# FRAGMENTO DE TEXTO
========

Desde que me la sirvieron, noté algo extraño, profético, discordante. Era demasiado gordita, demasiado roja, demasiado hamburguesa vacuna. Probarla solo confirmó mis sospechas. Aquello sabía a carne. Espantosamente. ¡Qué mal rollo! Y supongo que, antes de darme cuenta, sufrí el anti-Ratatouille de Anton Ego. Aquel sabor ancestral no supuso un flashback a tiempos mejores, sino todo lo contrario. Yo era la niña que vomitaba los purés en los que mi madre intentaba colarme vísceras y, años más tarde, con estofados y filetes, me resultaba igualmente imposible tragar la insípida bola de tejido cárnico que se me había formado en la boca. ¿El hecho de que esta burger sepa a meat-meat… mola? Hello? ¡A mí la puñetera carne no me ha gustado en la vida!

========

# MATERIAL PROPORCIONADO

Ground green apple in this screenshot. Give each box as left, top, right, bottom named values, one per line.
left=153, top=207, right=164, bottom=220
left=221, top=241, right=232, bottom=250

========

# CONSIGNA A
Según el fragmento de texto, la hamburguesa era "demasiado" algo. Enumera todo lo que se dice que era en exceso.
# CONSIGNA B
Indica si cada afirmación coincide con el fragmento de texto. Responde sí o no y cita las palabras que lo deciden.
(i) Probar la hamburguesa confirmó las sospechas de quien escribe.
(ii) El sabor de la hamburguesa le hizo recordar tiempos mejores.
(iii) De niña comía con gusto los purés que le preparaba su madre.

# RESPUESTA A
gordita, roja, hamburguesa vacuna

# RESPUESTA B
(i) Sí: «Probarla solo confirmó mis sospechas.»
(ii) No: «Aquel sabor ancestral no supuso un flashback a tiempos mejores, sino todo lo contrario.»
(iii) No: «Yo era la niña que vomitaba los purés en los que mi madre intentaba colarme vísceras»